== Instructions to follow ==
Leaving all pictures aside, write out the records below precisely as given.
Data for analysis section start
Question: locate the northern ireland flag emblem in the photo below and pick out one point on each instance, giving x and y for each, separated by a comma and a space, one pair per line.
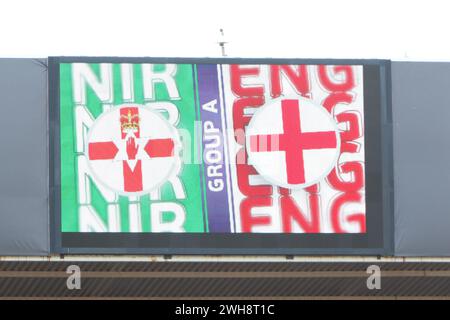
132, 149
292, 143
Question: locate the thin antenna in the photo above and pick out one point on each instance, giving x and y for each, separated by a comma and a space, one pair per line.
222, 42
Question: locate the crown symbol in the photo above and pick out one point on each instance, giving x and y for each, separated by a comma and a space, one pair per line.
129, 124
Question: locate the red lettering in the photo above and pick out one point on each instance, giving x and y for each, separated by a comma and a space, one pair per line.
297, 75
357, 182
237, 72
353, 132
291, 212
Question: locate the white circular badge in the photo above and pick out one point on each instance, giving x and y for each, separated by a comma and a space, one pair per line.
292, 143
132, 149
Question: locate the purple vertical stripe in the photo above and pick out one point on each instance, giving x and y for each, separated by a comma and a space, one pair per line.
213, 148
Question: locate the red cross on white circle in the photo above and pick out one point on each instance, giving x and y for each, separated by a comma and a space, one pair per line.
292, 142
131, 149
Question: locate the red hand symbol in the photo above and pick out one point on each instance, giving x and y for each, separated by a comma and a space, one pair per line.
131, 148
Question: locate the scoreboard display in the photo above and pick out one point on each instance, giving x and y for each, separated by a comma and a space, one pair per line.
220, 156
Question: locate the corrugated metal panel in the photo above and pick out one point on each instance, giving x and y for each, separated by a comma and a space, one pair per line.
222, 280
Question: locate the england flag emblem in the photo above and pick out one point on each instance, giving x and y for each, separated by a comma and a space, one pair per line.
132, 149
292, 143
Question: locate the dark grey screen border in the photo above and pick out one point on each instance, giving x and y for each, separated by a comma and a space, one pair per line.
377, 241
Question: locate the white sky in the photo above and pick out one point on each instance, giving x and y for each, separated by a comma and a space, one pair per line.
395, 29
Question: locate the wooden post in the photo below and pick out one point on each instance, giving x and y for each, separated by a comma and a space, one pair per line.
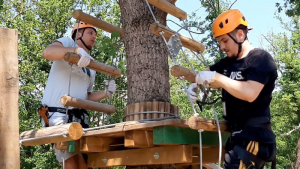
79, 15
169, 8
97, 66
9, 91
156, 28
87, 104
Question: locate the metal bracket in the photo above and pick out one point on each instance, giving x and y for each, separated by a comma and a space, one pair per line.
174, 45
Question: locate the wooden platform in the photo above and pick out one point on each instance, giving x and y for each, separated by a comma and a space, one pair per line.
160, 142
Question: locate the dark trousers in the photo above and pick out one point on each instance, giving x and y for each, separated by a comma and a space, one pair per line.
263, 151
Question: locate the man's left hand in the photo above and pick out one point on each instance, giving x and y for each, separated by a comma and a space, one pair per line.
110, 87
205, 77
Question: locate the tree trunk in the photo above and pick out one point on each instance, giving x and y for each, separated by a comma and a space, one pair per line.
9, 92
297, 163
146, 55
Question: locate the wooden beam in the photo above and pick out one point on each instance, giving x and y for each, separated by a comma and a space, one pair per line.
145, 156
97, 66
209, 155
138, 139
53, 134
171, 135
81, 16
87, 104
9, 91
142, 126
206, 124
99, 144
156, 28
169, 8
178, 71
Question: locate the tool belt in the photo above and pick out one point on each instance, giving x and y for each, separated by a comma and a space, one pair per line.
74, 115
246, 156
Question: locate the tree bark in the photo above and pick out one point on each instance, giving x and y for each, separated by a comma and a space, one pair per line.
9, 92
146, 55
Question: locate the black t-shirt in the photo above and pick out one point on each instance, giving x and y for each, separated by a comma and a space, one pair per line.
257, 66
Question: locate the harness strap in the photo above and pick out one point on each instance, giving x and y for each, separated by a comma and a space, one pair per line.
248, 158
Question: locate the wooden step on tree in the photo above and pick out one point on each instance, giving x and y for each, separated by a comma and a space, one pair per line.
150, 111
156, 29
169, 8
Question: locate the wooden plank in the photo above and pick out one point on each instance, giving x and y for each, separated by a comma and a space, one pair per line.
119, 131
149, 108
98, 144
161, 108
97, 66
170, 135
81, 16
156, 28
167, 109
52, 134
9, 100
87, 104
178, 71
169, 8
155, 108
146, 156
136, 109
206, 124
138, 139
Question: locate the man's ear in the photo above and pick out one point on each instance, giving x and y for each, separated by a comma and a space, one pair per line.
240, 35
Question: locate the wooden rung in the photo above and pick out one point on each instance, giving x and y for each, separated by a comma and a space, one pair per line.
178, 71
156, 28
52, 134
79, 15
99, 144
206, 124
145, 156
169, 8
138, 139
97, 66
86, 104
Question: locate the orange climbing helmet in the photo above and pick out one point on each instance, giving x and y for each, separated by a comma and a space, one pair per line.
227, 22
82, 25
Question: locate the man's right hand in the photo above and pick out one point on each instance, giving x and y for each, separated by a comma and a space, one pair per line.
192, 92
85, 58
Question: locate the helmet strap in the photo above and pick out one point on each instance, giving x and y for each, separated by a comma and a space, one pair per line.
239, 43
83, 41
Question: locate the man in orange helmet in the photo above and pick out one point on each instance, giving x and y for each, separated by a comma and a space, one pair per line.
75, 80
247, 76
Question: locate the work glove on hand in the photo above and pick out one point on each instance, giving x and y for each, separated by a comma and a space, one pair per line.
192, 92
110, 87
205, 77
85, 58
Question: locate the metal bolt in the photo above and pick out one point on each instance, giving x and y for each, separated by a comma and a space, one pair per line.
156, 156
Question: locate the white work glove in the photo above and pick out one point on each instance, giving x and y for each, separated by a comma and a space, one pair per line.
192, 92
205, 77
85, 58
110, 87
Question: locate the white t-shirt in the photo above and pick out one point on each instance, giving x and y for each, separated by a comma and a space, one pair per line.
61, 73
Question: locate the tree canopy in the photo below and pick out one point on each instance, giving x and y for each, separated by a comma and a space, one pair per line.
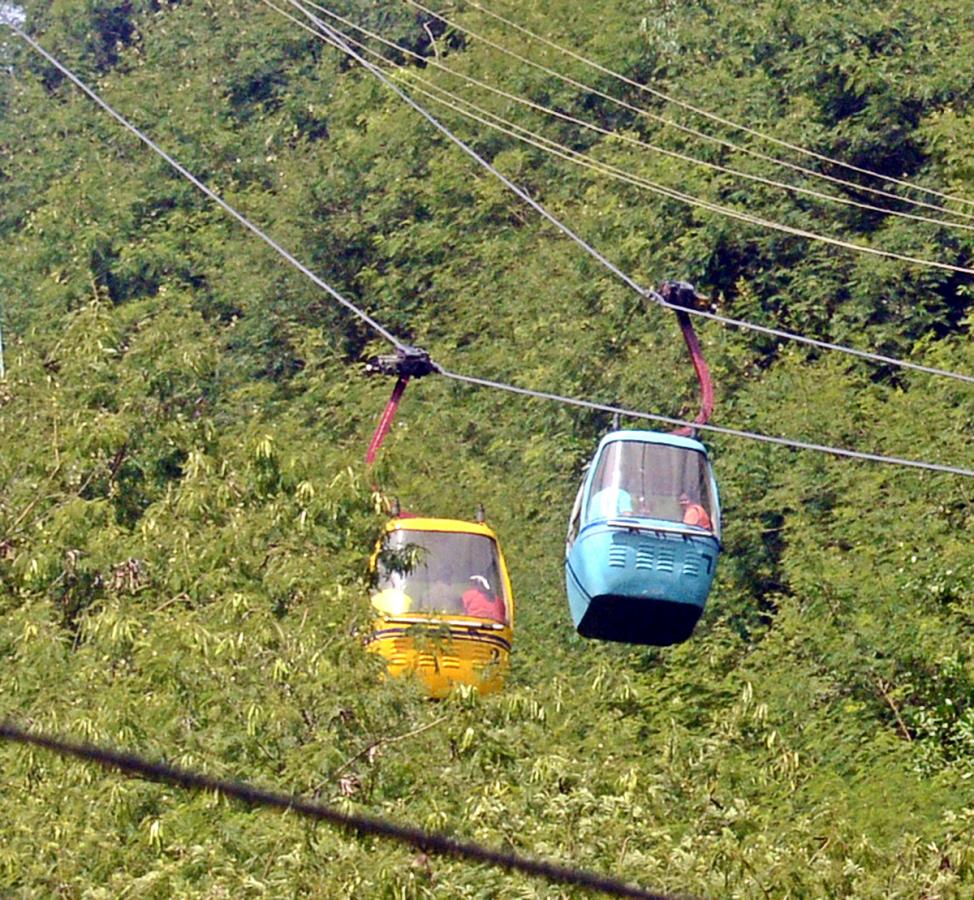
186, 520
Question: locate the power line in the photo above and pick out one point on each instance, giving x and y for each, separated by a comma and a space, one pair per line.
624, 138
216, 198
554, 148
716, 429
669, 98
425, 841
786, 442
700, 135
724, 320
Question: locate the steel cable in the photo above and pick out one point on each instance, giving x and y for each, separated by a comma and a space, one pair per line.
424, 841
787, 442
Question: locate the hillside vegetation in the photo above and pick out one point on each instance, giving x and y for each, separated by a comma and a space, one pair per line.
186, 519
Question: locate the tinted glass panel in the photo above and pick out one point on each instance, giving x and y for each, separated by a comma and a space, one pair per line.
655, 481
440, 572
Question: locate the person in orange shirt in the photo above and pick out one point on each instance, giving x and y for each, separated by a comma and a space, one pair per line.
694, 513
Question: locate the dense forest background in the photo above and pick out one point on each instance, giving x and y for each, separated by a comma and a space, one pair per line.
185, 517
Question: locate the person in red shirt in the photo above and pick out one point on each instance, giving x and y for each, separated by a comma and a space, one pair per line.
480, 601
694, 513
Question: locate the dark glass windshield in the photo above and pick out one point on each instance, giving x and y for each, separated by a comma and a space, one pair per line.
440, 572
656, 481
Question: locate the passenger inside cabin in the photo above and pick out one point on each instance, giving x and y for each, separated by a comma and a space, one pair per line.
480, 601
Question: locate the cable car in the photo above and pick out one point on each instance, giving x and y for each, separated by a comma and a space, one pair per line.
643, 539
443, 605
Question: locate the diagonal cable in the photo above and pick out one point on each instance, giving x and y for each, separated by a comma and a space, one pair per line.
425, 841
216, 198
435, 63
727, 122
724, 320
699, 135
483, 382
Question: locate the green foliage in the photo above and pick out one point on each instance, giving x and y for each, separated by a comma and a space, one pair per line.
185, 522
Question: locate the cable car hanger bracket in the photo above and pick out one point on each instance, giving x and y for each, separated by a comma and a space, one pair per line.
407, 362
Data for analysis section end
== Solution to this problem ==
Question: locate the northern ireland flag emblem in the photo below and pick out one point on each instance, giving x and y for each, separated by a comma and a space, one pair per line.
132, 149
292, 143
Question: locate the thin antenna in the photo above and pick out one point on each instance, giving x and y for each, separated by a comma and a space, one pair per line.
222, 42
Question: locate the crown symbol in the photo above and pick out one point on each instance, giving x and y for each, separated by a comma and a space, one pair per line.
129, 124
Question: locate the red lettering in the photo above and pick out one point on each instance, giving x and y for each, separated by a comma and a space, one pair per line.
297, 75
357, 182
237, 72
353, 132
291, 212
Question: locate the white circular badge in the photo above and pick out one point on each instance, giving x and y for each, separated by a comma and a space, one pair per line.
292, 143
132, 149
Question: locate the purple vertical stripe in the photo above and pick out one point on each instance, giving x and y for each, separated by a comma and a space, one pair per line.
213, 148
Question: locate the red cross on white circle in the photo above and pick out one point on each instance, giving x and y for each, separated by a comma and a space, one pair per line.
292, 142
131, 149
Question: locate the red hand symbol in the photo above and pick out one point on each instance, giving x and y for each, separated by a comma and a space, one pair per line.
131, 148
Question: locate the scoreboard display in the photo above and pick out one point on each instance, giving x and y for each, separated by a comma and a space, one pair per line.
220, 156
Question: locate the corrugated metal panel in the photo above and pick out one point on each instance, giving x and y for each, separated by a comma and a space, one pair per line.
222, 280
Question: locate the england flag emblem in the photo above and pick out one point on each instance, giving x and y for each, separated by a comma and a space, one pair per line.
132, 149
292, 143
Question: locate the dark grey screen border in the photo above and pick out one point on each instance, giving x and y for each, separated by a comma and a space, one pair per line.
377, 241
Question: locate the white sky in the photo above and pick out one point on each instance, giving x and y for each, separated by a comma and a space, one pair per line.
395, 29
Question: locate the wooden post in the photo below and pick out one point on each instance, giving x and y for each, separated by a comma and a space, one pair per line.
79, 15
169, 8
97, 66
9, 91
156, 28
87, 104
Question: locate the metal bracket in the photo above and pick out one point on each instance, giving x and y for each, separated by a comma and a space, one pair per line.
174, 45
Question: locate the wooden platform in the photo above and pick out one point on each instance, giving x and y for each, separated by a comma and a space, one pair per line.
160, 142
Question: locate the dark trousers in the photo above and pick out one point on each instance, giving x and y for each, separated by a comma and a space, one pair per line.
263, 151
Question: locate the man's left hand in the photo above and pick out one point on each instance, giving x and y for each, separated by a comma and a space, one pair per line.
110, 87
205, 77
Question: locate the tree trunk in the photo above and pick out one point on each instance, giving x and y for each, separated by a comma and a space, one pair per line.
9, 92
297, 163
146, 55
Question: locate the wooden beam in the photo above and pick out one point on each instance, giving x and y for each, separated by a comma and a space, one pair per line.
145, 156
97, 66
209, 155
138, 139
53, 134
171, 135
81, 16
87, 104
9, 91
142, 126
206, 124
99, 144
156, 28
169, 8
178, 71
Question: locate the tool belt in the photo above and pick out one point on each instance, giving x and y for each, separated by a comma and a space, one pair per line.
74, 115
246, 156
Question: locate the tree bark in the photo above and pick out one point on each instance, giving x and y for each, separated by a comma and a space, one pair per line.
9, 92
146, 55
Question: locate the black t-shirt in the photo above and pick out one point on each instance, giving x and y for each, separated by a comma and a space, one pair per line.
257, 66
Question: locate the harness strap in the photo above and pick out one point on each instance, giving x and y for each, separated by a comma and a space, one pair per line.
248, 158
Question: locate the wooden step on tree in the photo above and pick out one point on each instance, giving x and y for each, separated by a comma and a space, one pair per line.
150, 111
156, 29
169, 8
Question: locate the wooden plank in the photo above and pick out one point on each instance, giving x and y for each, separated by a comma and a space, one pair per line.
119, 131
149, 108
98, 144
161, 108
97, 66
170, 135
81, 16
156, 28
167, 109
52, 134
9, 100
87, 104
178, 71
169, 8
155, 108
146, 156
136, 109
206, 124
138, 139
Question: locate the man's ear in the photo above and pick out one point on each instance, giving x and y for each, separated by a comma and a space, one pair per line.
240, 35
Question: locate the wooden rung in the photo above and pick out one point on each instance, giving x and y for each, separated by a comma and a space, one pair per line.
178, 71
156, 28
52, 134
79, 15
99, 144
206, 124
145, 156
169, 8
138, 139
97, 66
86, 104
Question: locate the orange climbing helmet in the photo above and pick out one point on each instance, giving x and y for each, separated by a comma and a space, one pair per line.
227, 22
82, 25
Question: locate the man's right hand in the photo above and pick out one point on each instance, giving x and y for each, separated by a comma and a space, one pair per line.
192, 92
85, 58
Question: locate the helmet strap in the photo above and pick out one point on each instance, giving x and y for each, separated by a comma and a space, one pair per line.
239, 43
83, 41
Question: locate the man in orange helmet in the photo above and pick out one point on each instance, giving x and y for each, separated by a comma and a space, one pair per line.
75, 80
247, 76
Question: locate the work glove on hand in the photo above and pick out one point on each instance, giving x and y for each, separated by a comma and a space, one pair per line.
192, 92
110, 87
205, 77
85, 58
Question: locate the metal bolt in the photo above and pick out one point on each instance, giving x and y for each, separated by a comma and a space, one pair per line.
156, 156
Question: locate the white work glove in the photo above and pick out one point on each instance, giving x and y for each, separated by a comma and a space, one pair per line.
192, 92
205, 77
85, 58
110, 87
Question: locate the white t-shirt in the photo above and pick out one point on each instance, giving x and y for each, separated by a comma and a space, one pair per line.
61, 73
Question: locate the tree canopy in the photo below and pick out one point on each instance, giving x and y for each, separated by a comma and a space, one pair per line.
186, 520
Question: locate the power line in the photo above and pick out one point on each instance, giving x and y for each, separated by a comma and a space, one pair per line.
624, 138
216, 198
554, 148
716, 429
669, 98
425, 841
786, 442
700, 135
724, 320
Question: locate the steel cable in the photo above and pick out one point on each instance, giving x and y for each, separated by a comma and a space, one pair per line.
424, 841
787, 442
Question: locate the hillside vegetation in the photo above and pick out one point on each instance, giving x and y for each, separated by a comma and a space, one pair per line.
186, 519
Question: locate the tinted glass panel in the photo above and pick out one point on each instance, giving x and y for each, separated by a comma and a space, one pair per line.
655, 481
440, 572
Question: locate the person in orange shirt in the photo above and pick out one point on each instance, giving x and y for each, separated by a comma and a space, one pair per line.
694, 513
Question: locate the dense forest background in the photo above and pick out one point on each instance, giving x and y for each, separated by a comma and a space, one pair per line.
185, 517
Question: locate the person in red shirt in the photo above and pick out one point on each instance, giving x and y for each, separated by a comma and a space, one pair per line.
480, 601
694, 513
Question: locate the dark glass windshield in the photo above and pick out one point on each instance, giving x and y for each, separated by a comma and a space, one pair per line.
440, 572
656, 481
Question: locate the passenger inside cabin in the photo above and pick out one point on each instance, giving x and y for each, separated by a comma and a space, one pair per line.
480, 601
Question: locate the cable car in the photo above and pick out one point on each instance, giving x and y for each, separated by a comma and a space, one pair per line.
643, 539
443, 605
Question: locate the diagonal cable in the photo above and pick out one point on each instance, giving x and y for each, separated by a comma and a space, one pair per line.
425, 841
216, 198
435, 63
727, 122
724, 320
699, 135
483, 382
Question: locate the green foliage in the photo above and pick out one point on each instance, giving x and y for each, separated by a comma and a space, one pair per line.
185, 522
Question: locate the cable car hanger bracket in the photo above and pick out one point on each instance, giving x and y for each, separated by a comma and a space, one pair per line.
407, 362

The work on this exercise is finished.